Required action — The result should be an exact copy of the entries that follow, with no pictures included.

Records from a data collection:
_ _ _

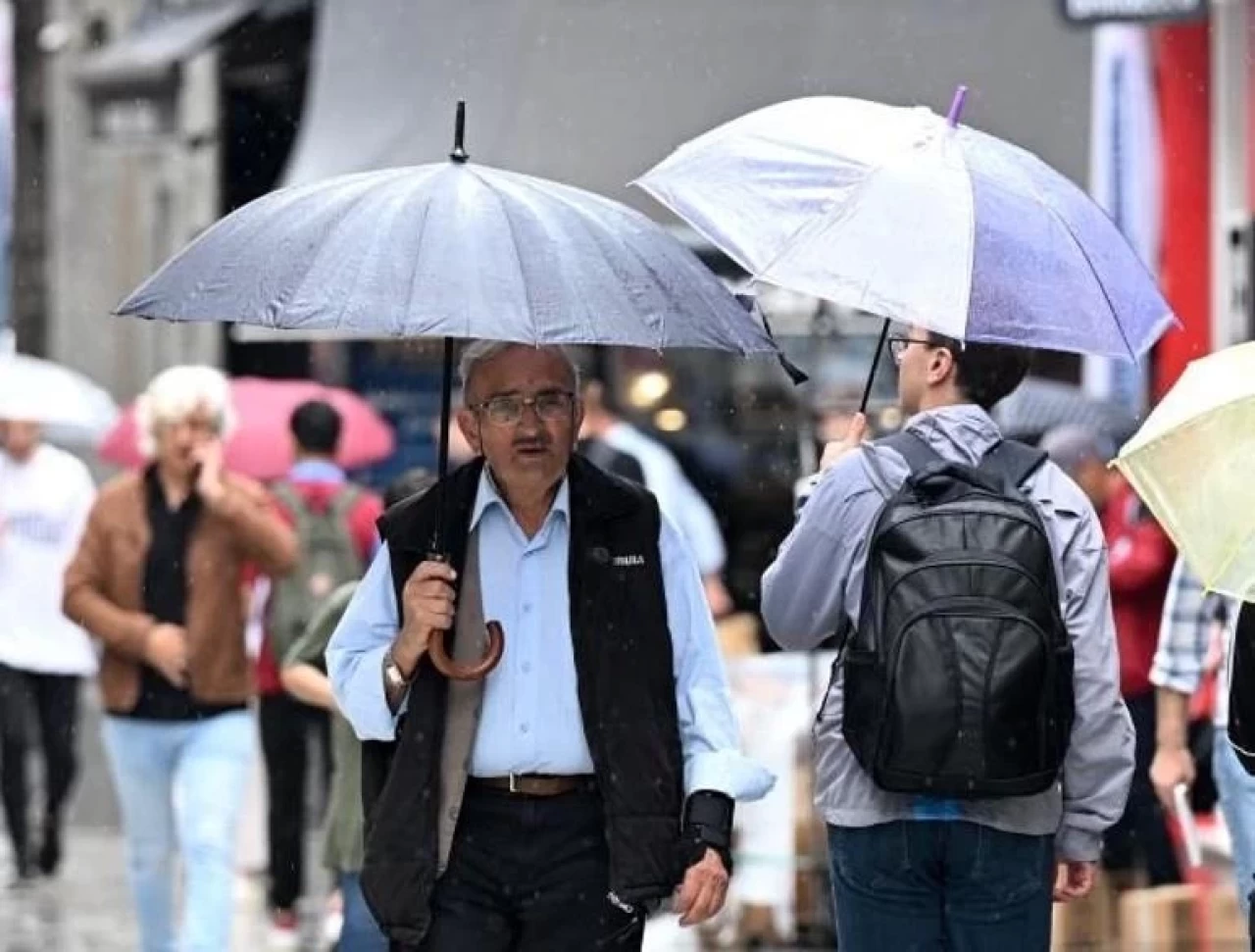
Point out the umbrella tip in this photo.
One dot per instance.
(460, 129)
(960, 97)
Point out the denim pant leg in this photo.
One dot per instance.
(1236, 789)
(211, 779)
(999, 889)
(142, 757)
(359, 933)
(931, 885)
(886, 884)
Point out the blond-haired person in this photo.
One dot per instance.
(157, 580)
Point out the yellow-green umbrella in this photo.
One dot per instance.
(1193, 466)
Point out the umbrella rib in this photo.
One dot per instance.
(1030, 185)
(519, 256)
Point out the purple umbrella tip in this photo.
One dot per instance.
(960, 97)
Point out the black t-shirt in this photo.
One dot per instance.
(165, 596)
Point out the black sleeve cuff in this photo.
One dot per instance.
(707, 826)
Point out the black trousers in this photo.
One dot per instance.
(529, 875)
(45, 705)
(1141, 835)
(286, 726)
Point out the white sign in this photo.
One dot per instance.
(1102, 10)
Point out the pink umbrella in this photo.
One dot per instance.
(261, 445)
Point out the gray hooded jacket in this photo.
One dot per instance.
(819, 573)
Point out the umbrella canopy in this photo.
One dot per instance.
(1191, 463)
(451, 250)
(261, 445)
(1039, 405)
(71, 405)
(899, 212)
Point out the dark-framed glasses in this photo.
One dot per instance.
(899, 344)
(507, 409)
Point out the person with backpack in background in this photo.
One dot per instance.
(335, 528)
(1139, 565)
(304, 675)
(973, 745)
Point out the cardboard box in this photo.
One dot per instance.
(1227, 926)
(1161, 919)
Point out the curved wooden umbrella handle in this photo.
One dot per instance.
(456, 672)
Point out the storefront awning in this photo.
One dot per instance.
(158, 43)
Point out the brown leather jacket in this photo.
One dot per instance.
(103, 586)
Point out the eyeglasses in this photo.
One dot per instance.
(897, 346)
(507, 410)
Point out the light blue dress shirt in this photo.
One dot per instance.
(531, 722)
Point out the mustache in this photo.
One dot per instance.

_ _ _

Exercise response —
Point out the umbrella tip in this photo.
One dot per instance.
(460, 129)
(960, 97)
Point out the denim pant leg in this photo.
One dot per instance.
(1236, 789)
(211, 779)
(999, 889)
(142, 757)
(359, 933)
(931, 885)
(886, 884)
Point out the blond-haired person in this photo.
One dot per instance.
(157, 580)
Point out the yellow-green umbrella in this photo.
One dot per instance.
(1193, 466)
Point out the umbrella rib in this photo.
One dot per instance.
(1030, 185)
(519, 256)
Point out the purple umbrella tip in this photo.
One dot per instance.
(960, 97)
Point out the black t-shirt in this photo.
One dot per instance.
(165, 596)
Point out the black sleeve cuff in this photo.
One dot per instance.
(707, 826)
Point out the black trousers in this photo.
One dot per instance.
(529, 875)
(45, 705)
(1141, 835)
(286, 726)
Point out the white sign in this photo.
One dot per instance.
(1102, 10)
Point out the pink umbrella in this photo.
One dot per instance.
(261, 445)
Point out the gray hooded jacket in this photo.
One dot per instance.
(819, 573)
Point out the umbrella canopy in this photo.
One dot per instance.
(1191, 463)
(451, 250)
(261, 445)
(1039, 405)
(71, 405)
(899, 212)
Point out the dark-framed glasses in this photo.
One dot per instance.
(899, 344)
(507, 409)
Point out the person with backpack in background in this photo.
One dot per instance.
(335, 528)
(1139, 565)
(304, 675)
(973, 745)
Point out the cardboard box in this photo.
One dot per instance.
(1227, 926)
(1161, 919)
Point out the curved wooden umbrella handle in this photo.
One dot per instance.
(456, 672)
Point out the storefront awning in this photo.
One dot per instance.
(158, 43)
Point out the brown leather jacket in this photo.
One dot per instance.
(103, 586)
Point out the eyeglasses in this photo.
One dot per instance.
(897, 346)
(507, 410)
Point out the light blue dress shirt in this photo.
One dot per instance.
(531, 722)
Point out the mustache in this photo.
One dot per instance.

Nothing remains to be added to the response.